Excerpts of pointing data
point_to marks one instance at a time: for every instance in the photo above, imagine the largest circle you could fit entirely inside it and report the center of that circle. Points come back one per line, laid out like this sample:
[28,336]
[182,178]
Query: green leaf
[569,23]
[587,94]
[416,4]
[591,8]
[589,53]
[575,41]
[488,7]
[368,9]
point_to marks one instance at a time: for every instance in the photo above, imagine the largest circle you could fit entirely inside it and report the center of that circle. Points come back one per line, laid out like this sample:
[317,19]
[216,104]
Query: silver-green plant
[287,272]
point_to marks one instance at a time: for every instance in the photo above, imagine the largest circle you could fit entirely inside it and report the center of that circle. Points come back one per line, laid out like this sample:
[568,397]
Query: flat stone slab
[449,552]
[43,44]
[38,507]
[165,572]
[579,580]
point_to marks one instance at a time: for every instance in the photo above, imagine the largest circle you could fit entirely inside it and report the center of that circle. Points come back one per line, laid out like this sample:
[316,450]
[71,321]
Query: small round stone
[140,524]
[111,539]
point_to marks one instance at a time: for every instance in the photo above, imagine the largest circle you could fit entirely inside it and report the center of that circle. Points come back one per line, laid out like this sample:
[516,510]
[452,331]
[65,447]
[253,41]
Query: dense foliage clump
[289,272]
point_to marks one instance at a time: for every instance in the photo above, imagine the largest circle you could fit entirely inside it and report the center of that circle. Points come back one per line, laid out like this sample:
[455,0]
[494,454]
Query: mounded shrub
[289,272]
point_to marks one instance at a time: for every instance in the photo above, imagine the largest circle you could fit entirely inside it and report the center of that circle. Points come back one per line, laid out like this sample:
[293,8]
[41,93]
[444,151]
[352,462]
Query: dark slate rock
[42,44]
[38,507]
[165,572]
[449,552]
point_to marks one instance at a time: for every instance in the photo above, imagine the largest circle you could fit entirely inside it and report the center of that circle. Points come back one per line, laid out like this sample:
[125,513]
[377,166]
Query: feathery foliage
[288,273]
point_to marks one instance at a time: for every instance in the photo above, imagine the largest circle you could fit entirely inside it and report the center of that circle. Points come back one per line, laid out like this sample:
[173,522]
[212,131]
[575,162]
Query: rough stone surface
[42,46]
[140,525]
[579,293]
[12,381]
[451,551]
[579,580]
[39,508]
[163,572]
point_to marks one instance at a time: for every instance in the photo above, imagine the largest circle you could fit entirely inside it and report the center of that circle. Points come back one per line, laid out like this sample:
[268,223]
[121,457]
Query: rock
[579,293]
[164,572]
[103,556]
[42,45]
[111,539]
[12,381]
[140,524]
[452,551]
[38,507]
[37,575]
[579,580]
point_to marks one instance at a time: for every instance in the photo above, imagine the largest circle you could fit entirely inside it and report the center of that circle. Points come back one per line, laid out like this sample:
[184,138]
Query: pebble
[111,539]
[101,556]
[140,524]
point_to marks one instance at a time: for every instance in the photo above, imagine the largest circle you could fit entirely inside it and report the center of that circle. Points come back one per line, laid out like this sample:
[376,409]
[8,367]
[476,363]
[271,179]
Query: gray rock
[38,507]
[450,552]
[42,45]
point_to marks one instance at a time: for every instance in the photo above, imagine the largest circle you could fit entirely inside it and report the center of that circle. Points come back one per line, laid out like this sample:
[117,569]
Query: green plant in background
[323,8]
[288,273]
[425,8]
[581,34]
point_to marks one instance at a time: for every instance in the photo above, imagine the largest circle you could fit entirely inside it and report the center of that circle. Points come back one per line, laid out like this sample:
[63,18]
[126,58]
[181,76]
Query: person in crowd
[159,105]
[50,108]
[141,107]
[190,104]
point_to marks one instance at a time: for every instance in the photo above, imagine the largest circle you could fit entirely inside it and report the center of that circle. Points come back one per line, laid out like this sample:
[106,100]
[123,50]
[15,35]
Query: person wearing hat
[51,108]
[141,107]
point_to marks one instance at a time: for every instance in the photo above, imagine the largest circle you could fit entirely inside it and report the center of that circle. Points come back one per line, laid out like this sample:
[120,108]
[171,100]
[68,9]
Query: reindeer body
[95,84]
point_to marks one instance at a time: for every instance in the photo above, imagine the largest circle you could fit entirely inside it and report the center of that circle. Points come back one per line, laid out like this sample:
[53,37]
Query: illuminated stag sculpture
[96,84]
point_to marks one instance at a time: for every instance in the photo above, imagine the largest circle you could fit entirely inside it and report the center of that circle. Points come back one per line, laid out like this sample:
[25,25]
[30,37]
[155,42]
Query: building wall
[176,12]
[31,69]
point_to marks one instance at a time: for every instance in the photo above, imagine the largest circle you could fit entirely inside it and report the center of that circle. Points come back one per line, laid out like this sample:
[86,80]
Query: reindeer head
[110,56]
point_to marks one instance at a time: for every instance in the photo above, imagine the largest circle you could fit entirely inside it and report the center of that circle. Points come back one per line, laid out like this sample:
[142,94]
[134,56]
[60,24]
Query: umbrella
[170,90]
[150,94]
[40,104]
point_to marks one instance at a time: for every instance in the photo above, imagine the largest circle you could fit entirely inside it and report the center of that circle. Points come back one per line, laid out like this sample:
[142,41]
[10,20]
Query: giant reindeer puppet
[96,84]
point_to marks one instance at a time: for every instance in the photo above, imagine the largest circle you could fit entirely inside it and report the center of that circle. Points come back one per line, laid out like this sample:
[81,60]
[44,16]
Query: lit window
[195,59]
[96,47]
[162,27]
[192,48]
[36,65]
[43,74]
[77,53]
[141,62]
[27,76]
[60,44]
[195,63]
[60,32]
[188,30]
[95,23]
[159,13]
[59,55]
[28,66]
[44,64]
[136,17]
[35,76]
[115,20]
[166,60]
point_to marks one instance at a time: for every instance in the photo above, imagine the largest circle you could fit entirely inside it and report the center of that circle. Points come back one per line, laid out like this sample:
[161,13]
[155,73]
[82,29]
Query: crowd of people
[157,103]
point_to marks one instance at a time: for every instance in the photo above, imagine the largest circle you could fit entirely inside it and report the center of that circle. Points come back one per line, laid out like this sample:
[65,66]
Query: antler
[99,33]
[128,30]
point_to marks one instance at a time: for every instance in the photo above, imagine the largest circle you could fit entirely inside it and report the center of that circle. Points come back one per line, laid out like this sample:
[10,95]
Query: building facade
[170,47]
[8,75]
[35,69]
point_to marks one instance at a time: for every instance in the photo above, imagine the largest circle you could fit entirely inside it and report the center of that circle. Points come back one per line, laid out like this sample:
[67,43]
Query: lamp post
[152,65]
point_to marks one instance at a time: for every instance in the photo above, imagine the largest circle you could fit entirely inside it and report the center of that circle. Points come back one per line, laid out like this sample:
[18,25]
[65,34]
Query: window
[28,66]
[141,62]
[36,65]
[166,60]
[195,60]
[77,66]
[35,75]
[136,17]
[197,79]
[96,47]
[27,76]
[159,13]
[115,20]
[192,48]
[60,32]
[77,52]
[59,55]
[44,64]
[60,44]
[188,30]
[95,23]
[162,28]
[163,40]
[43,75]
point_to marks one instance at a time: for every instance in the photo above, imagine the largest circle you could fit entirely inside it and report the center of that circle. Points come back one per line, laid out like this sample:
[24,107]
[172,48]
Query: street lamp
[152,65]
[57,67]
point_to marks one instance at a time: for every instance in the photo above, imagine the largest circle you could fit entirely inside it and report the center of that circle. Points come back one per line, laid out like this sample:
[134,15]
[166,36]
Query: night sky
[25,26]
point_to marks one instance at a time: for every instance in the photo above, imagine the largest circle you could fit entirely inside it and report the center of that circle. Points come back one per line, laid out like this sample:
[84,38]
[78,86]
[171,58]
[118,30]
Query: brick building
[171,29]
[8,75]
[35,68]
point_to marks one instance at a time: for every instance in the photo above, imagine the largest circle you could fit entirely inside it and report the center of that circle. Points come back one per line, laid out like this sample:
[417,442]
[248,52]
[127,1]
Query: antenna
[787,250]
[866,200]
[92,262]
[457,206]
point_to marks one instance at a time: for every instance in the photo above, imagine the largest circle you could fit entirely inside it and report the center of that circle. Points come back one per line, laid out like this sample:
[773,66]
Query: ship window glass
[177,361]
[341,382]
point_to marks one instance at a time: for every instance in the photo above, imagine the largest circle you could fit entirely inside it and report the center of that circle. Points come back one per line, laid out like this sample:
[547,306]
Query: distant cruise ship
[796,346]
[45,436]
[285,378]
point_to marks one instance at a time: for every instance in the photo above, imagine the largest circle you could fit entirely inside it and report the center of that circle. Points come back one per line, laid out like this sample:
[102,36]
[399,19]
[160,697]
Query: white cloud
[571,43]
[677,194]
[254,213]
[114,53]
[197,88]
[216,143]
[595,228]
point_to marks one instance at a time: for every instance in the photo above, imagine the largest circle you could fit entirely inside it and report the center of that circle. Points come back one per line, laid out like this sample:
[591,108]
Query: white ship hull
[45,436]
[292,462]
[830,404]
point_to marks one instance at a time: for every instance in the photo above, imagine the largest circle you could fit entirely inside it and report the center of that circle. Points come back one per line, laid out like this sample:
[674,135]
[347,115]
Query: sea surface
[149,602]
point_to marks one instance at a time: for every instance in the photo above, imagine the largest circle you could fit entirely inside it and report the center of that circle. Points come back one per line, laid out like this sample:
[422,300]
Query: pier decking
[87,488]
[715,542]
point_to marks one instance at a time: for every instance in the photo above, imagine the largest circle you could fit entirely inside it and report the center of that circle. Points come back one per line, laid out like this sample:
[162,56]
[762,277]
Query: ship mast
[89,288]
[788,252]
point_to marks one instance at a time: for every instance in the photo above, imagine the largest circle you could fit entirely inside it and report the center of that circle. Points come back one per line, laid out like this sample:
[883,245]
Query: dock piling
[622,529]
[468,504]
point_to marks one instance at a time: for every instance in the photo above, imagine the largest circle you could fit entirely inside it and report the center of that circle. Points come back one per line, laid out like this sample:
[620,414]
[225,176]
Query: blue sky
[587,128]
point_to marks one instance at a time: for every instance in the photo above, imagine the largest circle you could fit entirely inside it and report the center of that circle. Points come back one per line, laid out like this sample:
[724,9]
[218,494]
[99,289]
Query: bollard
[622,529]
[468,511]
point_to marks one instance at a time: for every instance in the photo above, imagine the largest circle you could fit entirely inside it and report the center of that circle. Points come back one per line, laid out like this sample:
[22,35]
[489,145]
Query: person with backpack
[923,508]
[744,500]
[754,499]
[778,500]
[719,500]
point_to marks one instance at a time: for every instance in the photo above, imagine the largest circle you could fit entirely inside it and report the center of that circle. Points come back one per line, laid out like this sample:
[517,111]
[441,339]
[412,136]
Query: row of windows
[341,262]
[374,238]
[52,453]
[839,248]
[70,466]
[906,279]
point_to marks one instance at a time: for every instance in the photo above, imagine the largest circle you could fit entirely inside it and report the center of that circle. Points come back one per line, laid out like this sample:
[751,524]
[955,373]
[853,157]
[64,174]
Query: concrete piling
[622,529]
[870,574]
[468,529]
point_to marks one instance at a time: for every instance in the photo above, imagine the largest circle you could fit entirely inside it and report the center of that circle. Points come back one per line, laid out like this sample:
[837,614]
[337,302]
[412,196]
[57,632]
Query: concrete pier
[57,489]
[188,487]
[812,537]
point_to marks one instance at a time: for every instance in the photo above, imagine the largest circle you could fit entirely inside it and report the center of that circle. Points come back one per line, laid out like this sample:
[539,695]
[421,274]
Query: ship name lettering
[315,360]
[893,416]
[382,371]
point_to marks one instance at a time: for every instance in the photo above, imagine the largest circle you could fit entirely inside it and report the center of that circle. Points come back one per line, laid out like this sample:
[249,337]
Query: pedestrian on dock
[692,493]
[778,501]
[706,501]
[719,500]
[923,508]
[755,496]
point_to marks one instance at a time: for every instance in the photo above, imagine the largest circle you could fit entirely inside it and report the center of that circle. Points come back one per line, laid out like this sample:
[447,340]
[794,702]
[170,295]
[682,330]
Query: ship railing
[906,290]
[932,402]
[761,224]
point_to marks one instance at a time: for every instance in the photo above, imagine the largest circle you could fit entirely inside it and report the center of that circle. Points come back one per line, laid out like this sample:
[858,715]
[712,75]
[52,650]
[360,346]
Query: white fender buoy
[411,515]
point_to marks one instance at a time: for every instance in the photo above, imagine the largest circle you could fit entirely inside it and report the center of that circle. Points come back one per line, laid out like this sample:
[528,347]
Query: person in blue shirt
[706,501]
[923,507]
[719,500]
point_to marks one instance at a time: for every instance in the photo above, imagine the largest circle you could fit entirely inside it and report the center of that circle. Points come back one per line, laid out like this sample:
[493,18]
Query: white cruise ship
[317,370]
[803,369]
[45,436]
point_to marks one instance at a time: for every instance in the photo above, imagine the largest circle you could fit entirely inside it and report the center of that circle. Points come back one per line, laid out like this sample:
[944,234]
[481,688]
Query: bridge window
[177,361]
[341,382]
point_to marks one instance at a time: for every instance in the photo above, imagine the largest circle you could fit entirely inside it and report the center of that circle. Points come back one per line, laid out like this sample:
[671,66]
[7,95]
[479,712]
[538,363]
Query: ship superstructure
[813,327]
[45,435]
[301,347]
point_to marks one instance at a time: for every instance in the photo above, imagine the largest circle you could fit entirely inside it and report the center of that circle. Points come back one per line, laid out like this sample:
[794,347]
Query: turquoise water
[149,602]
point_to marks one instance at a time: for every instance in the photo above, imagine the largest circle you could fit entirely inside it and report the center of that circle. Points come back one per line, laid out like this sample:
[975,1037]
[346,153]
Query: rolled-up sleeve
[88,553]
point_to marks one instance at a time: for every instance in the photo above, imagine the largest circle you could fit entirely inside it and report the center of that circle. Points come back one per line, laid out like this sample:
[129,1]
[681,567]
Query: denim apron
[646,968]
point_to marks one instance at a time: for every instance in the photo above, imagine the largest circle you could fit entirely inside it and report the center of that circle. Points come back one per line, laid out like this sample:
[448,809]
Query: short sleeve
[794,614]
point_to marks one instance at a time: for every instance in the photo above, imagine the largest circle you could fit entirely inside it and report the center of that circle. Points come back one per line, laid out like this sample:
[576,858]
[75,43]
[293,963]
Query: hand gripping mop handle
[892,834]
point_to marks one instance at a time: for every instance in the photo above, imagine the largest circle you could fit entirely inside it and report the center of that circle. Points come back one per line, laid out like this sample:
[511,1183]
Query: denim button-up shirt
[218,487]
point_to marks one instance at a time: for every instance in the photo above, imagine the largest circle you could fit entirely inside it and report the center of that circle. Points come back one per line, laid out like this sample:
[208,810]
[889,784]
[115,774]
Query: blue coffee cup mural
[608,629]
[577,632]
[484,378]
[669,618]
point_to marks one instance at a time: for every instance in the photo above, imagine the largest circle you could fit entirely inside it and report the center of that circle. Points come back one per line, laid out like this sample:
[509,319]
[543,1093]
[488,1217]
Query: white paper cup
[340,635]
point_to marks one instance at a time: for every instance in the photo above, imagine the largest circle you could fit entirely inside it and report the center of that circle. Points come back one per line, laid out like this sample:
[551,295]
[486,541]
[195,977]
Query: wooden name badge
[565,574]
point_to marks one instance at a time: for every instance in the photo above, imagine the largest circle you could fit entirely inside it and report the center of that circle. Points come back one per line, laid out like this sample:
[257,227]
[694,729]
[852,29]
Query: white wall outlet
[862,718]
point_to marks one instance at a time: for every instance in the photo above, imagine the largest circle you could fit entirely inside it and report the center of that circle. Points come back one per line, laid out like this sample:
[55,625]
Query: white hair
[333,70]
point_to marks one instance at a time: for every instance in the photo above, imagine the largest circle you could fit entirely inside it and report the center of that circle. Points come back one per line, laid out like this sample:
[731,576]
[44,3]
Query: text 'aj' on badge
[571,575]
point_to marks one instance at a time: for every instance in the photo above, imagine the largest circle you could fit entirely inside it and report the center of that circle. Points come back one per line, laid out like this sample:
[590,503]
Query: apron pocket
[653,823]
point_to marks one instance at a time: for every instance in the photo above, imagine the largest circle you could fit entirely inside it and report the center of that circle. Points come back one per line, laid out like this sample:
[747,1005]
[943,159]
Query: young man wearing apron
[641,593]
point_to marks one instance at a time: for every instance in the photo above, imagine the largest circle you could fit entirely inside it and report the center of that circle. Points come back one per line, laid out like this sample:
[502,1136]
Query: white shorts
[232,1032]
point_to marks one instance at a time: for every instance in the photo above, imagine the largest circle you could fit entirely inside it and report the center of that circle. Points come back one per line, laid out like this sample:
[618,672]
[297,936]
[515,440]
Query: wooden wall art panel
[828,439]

• _WORK TO BE COMPLETED_: Extract every line from the rows above that contains the word "foliage".

• _COMPLETE OUTPUT_:
Query: dense foliage clump
Query: feathery foliage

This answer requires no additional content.